_STATED PROBLEM_
Write the data out again exactly, with no pictures.

_SUPPLIED RECORDS_
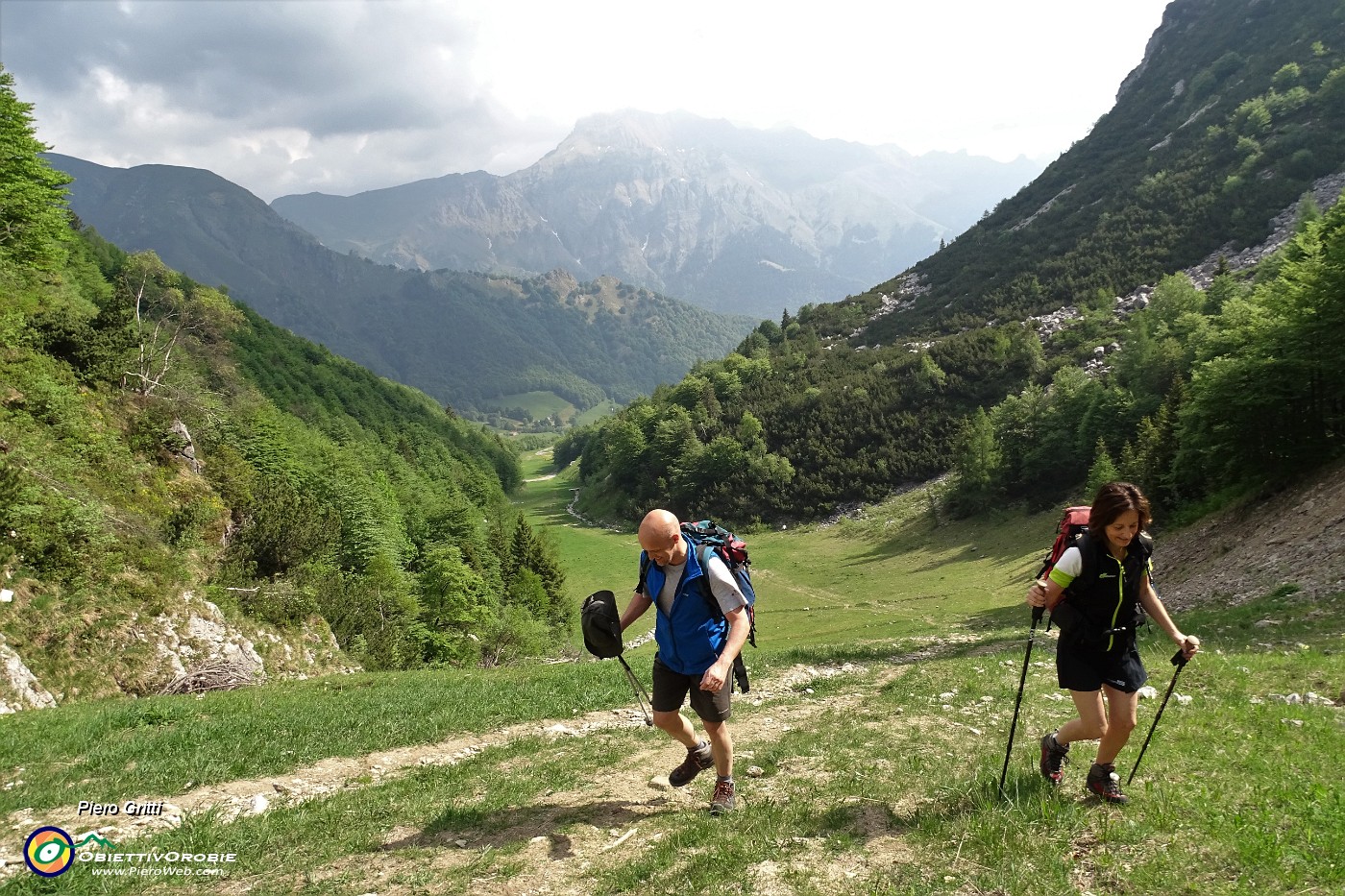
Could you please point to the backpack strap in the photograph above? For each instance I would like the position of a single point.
(740, 668)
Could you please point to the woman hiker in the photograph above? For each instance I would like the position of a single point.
(1095, 593)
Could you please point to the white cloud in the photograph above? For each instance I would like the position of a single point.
(347, 94)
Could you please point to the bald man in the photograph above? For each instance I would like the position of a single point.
(697, 646)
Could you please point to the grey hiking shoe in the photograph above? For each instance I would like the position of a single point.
(1105, 782)
(722, 799)
(1052, 758)
(696, 762)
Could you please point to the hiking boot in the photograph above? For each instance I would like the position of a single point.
(1052, 757)
(1105, 782)
(722, 799)
(696, 762)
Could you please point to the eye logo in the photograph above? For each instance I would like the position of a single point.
(49, 852)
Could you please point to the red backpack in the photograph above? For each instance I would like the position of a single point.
(1072, 525)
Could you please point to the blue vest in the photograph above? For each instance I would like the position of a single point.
(692, 637)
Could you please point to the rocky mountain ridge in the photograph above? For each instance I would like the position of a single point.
(730, 218)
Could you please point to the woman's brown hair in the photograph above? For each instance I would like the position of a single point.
(1112, 502)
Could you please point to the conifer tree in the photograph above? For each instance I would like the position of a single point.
(34, 218)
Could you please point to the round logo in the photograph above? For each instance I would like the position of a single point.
(49, 852)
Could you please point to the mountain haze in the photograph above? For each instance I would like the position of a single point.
(1056, 342)
(730, 218)
(464, 338)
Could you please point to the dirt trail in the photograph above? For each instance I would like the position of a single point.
(255, 795)
(607, 812)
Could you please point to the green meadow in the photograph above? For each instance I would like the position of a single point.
(869, 752)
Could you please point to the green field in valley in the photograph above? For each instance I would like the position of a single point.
(869, 751)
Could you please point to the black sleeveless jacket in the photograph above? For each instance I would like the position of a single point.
(1100, 608)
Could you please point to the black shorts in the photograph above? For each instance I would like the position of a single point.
(1087, 670)
(670, 690)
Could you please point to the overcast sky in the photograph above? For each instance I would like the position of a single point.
(342, 96)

_TASK RESPONSE_
Could you please point to the backpack strap in the photograph above? For each instance I would like the position of a single point.
(740, 668)
Could you please point to the woman hiker in the photograph above? For each instance I would like the position of a single point.
(1095, 593)
Could you please point to the white cloud in the photograph above? For each instance I would like the position of a single point.
(347, 94)
Could you please point to the bald man in the photograph above? For each instance I would like the position of a single point.
(697, 646)
Could you please point to the grey hiking shoe in the photograph above? For each instance I would like the position of a single point.
(1105, 782)
(722, 799)
(1052, 758)
(696, 762)
Could you please point to the hiking boot in the photograph above? For each instance I would like the position of a single point.
(1052, 757)
(1105, 782)
(722, 799)
(696, 762)
Could you please point to the eye logo in the photograph above? For each instance I would like the position of a single point.
(49, 852)
Could you please point to the red backpack in the photograph above? For each instance I would like the position of a single point.
(1072, 525)
Could you please point to the blue vest in the photograph above? For each instance I would like the position of a single point.
(692, 637)
Could you please point to the rocky mountain ridge in the photograph above? For each instance I would like the position of a single point.
(730, 218)
Could you please point to the woman's brown hair in the photograph above? For each instance I would like the position of a single point.
(1112, 502)
Could you please point to the conifer tree in the photograph above? For each instance I would like the position of a single point.
(34, 218)
Could you please point to the round logo in the photograph above? For each instance I would like the position of a single point.
(49, 852)
Could you please point to the mountain haze in the photograph above? For each instance I would like the position of a single point.
(1056, 342)
(730, 218)
(464, 338)
Could you please point to the dirt trail in the photograph above? For each instance I would like the position of a single point.
(255, 795)
(607, 812)
Could you please point to the green meadow in the photograph above? For each instance I would like the position of a single point.
(869, 752)
Could you please point to the green field in valley in the photograph above? For each instance I would like the position of a single point.
(869, 751)
Could you please point to the black sleeveless jacket in the photograph above? For each instance I would like the position of a single point.
(1100, 608)
Could you please point to the black shorts in the photograph above? For each instance I would like the position of a single point.
(1087, 670)
(670, 690)
Could you please point to the overcast sky in the photograph above? For each instance I would like the position of a single point.
(342, 96)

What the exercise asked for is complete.